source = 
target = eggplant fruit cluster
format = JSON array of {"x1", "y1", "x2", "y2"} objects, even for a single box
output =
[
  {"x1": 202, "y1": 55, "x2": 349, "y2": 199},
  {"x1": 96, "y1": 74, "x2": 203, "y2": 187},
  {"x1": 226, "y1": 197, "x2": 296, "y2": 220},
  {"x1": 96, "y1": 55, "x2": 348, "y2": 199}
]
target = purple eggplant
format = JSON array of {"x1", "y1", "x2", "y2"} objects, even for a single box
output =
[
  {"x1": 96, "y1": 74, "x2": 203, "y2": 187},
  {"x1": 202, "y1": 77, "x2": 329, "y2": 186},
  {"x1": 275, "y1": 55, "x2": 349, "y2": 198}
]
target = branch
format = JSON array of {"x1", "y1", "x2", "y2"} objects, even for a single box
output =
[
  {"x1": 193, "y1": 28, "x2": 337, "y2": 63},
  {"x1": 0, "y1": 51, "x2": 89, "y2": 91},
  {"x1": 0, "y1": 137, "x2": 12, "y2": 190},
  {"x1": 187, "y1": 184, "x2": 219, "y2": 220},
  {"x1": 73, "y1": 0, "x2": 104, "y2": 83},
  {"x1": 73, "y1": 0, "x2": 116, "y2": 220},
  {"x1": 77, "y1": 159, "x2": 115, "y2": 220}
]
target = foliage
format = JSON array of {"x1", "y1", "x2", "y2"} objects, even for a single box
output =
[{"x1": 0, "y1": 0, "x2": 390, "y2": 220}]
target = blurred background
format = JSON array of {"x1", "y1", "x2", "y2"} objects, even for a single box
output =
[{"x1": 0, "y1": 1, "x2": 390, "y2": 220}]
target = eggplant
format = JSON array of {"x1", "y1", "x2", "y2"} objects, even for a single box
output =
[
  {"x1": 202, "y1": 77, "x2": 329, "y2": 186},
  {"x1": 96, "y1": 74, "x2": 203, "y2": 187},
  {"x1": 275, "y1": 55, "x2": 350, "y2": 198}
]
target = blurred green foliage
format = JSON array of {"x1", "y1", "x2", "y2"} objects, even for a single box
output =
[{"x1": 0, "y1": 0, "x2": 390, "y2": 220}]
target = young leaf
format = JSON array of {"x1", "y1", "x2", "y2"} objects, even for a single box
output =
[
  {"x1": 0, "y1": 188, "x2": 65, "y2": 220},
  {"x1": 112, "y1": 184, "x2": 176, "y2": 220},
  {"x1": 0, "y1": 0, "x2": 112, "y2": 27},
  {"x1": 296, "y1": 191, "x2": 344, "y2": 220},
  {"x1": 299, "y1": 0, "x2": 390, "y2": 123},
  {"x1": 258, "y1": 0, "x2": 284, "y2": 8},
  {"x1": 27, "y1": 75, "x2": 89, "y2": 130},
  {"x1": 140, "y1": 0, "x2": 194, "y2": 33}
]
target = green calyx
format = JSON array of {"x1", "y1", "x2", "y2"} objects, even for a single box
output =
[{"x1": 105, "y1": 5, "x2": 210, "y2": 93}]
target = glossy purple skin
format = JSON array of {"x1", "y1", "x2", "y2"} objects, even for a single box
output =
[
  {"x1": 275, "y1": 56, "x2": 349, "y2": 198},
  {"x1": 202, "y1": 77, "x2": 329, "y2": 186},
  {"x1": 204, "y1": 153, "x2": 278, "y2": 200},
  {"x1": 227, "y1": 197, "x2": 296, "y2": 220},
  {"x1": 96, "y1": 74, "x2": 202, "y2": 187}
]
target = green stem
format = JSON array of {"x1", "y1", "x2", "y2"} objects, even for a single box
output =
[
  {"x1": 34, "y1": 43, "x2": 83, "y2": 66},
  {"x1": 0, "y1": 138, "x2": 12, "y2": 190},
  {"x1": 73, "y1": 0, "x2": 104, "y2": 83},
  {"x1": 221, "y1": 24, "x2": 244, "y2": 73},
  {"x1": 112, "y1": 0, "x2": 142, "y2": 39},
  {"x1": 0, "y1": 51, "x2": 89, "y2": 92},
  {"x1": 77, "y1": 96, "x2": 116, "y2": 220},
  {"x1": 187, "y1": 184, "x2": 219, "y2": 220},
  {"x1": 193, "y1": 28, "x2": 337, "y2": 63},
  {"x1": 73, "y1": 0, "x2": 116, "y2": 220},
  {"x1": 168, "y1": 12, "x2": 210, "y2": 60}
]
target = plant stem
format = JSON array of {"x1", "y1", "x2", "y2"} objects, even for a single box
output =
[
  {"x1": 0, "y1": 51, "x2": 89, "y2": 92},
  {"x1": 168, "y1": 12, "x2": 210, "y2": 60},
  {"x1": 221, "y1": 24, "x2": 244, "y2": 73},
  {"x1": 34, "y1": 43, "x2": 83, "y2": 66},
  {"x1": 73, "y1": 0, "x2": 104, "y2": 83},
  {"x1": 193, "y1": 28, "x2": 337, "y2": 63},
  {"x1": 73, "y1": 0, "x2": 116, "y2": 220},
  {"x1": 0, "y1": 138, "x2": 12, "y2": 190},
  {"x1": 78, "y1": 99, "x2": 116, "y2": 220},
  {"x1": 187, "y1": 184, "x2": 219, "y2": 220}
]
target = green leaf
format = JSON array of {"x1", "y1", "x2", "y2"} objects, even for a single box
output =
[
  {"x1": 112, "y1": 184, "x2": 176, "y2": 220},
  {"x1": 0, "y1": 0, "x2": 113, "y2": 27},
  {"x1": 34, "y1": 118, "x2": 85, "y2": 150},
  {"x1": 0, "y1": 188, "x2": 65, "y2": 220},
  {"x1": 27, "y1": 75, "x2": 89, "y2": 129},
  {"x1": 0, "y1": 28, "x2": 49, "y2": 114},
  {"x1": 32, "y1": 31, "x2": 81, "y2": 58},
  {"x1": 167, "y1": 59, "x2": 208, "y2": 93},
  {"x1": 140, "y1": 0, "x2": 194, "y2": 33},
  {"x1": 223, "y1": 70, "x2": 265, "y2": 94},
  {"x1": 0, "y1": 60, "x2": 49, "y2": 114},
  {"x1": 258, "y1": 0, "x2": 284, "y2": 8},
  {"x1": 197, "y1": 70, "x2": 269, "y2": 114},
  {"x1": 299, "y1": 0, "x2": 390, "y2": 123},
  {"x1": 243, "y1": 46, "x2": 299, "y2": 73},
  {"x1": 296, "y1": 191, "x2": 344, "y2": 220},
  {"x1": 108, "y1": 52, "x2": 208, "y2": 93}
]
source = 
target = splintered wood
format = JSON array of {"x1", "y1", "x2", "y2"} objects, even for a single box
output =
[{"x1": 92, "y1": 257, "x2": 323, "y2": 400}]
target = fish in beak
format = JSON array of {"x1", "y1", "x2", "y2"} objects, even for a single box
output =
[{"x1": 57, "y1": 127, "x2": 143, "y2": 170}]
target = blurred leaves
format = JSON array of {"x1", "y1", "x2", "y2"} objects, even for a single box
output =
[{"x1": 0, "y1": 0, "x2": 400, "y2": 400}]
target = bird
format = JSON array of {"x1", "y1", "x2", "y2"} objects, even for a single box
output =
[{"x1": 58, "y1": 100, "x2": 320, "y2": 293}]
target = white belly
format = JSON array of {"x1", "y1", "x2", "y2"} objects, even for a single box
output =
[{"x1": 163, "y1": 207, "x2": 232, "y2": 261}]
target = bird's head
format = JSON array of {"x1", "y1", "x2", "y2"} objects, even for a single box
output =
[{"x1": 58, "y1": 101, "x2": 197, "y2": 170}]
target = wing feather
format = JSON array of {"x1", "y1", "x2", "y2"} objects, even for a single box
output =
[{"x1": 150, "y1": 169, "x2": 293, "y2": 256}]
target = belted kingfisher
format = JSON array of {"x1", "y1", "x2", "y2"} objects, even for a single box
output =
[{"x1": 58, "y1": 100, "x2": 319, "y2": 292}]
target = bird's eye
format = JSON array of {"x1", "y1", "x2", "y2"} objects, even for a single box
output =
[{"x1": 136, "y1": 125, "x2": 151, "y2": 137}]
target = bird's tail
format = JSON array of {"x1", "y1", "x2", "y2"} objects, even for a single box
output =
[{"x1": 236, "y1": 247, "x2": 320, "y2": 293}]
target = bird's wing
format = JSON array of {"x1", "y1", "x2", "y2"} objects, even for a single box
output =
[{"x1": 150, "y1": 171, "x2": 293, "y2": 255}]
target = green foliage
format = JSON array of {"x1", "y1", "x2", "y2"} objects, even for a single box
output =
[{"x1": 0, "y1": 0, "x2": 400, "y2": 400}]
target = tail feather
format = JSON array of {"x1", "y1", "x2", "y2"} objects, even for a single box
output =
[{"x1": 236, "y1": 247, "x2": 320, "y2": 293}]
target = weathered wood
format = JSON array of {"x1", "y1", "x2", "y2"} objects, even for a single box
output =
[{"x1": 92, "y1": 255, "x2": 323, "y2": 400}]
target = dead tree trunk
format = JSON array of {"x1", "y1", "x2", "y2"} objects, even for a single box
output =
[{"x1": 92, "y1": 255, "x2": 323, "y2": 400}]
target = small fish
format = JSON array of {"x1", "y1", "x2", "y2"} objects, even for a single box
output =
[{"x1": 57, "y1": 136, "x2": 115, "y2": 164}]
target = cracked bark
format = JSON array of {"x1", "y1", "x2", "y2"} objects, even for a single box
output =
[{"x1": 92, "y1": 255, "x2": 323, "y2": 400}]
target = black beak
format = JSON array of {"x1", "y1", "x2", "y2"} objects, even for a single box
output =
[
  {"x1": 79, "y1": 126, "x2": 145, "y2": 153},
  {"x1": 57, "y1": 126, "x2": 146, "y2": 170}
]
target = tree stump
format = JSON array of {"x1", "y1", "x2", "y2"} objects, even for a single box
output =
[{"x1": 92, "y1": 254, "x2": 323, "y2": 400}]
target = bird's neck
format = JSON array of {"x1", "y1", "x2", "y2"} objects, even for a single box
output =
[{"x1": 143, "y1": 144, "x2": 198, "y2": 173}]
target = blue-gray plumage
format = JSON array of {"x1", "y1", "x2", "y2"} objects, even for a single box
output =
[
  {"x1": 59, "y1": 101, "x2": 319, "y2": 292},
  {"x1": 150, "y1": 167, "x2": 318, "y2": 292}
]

> EXERCISE PROMPT: Reproduce the items from the line containing "target = blue-gray plumage" through the end of the items, swapping "plumage" for "feathers" and changing nothing else.

> ANSWER TO THE EXERCISE:
target = blue-gray feathers
format = JSON array of {"x1", "y1", "x2", "y2"} objects, even for a single box
output =
[
  {"x1": 59, "y1": 101, "x2": 319, "y2": 292},
  {"x1": 150, "y1": 167, "x2": 318, "y2": 292}
]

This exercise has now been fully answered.